*** DATASET Section Begins ***

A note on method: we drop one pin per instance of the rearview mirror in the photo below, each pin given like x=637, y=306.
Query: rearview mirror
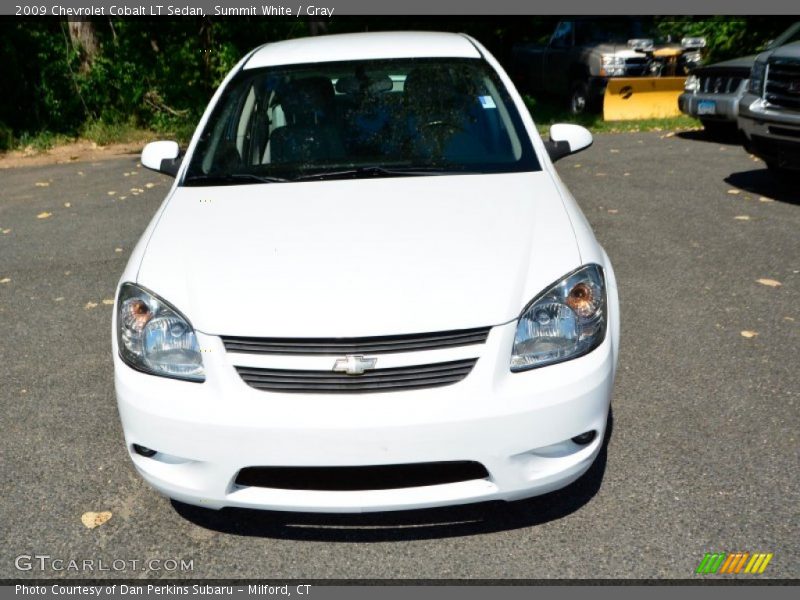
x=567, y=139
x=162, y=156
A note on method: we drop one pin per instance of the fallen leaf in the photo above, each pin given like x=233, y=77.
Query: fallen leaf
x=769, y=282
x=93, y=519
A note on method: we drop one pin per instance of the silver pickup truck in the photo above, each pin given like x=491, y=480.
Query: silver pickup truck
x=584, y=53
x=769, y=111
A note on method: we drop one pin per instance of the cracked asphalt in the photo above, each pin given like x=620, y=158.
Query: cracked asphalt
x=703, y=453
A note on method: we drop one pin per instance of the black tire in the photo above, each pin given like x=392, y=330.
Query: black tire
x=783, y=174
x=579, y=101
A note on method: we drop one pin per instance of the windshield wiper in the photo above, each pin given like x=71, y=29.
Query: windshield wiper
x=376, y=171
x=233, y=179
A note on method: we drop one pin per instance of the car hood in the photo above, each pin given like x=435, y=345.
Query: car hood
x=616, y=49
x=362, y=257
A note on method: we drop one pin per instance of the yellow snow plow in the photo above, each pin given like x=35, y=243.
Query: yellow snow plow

*** DATASET Section Ends ***
*** DATASET Section Begins ***

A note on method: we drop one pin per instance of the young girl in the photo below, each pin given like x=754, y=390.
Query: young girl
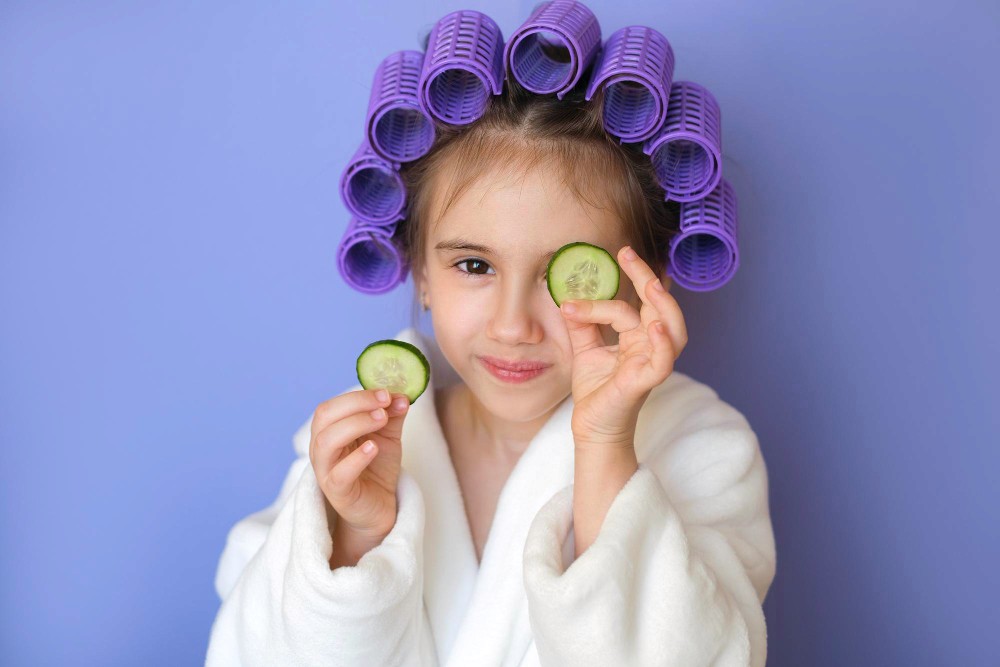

*** DATASET Section Ends ***

From the material above, give again exactly the lines from the one that contains "like x=637, y=306." through the one that contains "Query: yellow snow plow", and leave out the pictures.

A note on method: we drop one pin per instance of the rearview mirror in the photo below, each pin given like x=637, y=306.
Query: rearview mirror
x=567, y=139
x=162, y=156
A note on method: we drop one pin per instance of the fallen leaf in the photo above, each pin given like x=233, y=77.
Query: fallen leaf
x=769, y=282
x=93, y=519
A note on method: we drop one pin per instance of the silver pickup truck in the photo above, each pin given like x=491, y=480.
Query: silver pickup truck
x=584, y=53
x=769, y=111
A note on method: we drop one pin per instance of the cracked asphalt in the photo above, each pin given like x=620, y=158.
Query: cracked asphalt
x=703, y=453
A note on method: we drop one pin per instance of the black tire in the photo above, each pin given like x=392, y=330.
Query: black tire
x=783, y=174
x=579, y=101
A note on method: we drop one pin per instance of the windshield wiper in the photo above, each pin given like x=71, y=29.
Query: windshield wiper
x=376, y=171
x=233, y=179
A note on method: we drop one pin per instance of the car hood in the photo above, each pin given like x=435, y=345.
Query: car hood
x=616, y=49
x=362, y=257
A note on method: we drop one pin per instance of the yellow snow plow in the photo above, each pin given like x=35, y=243.
Query: yellow snow plow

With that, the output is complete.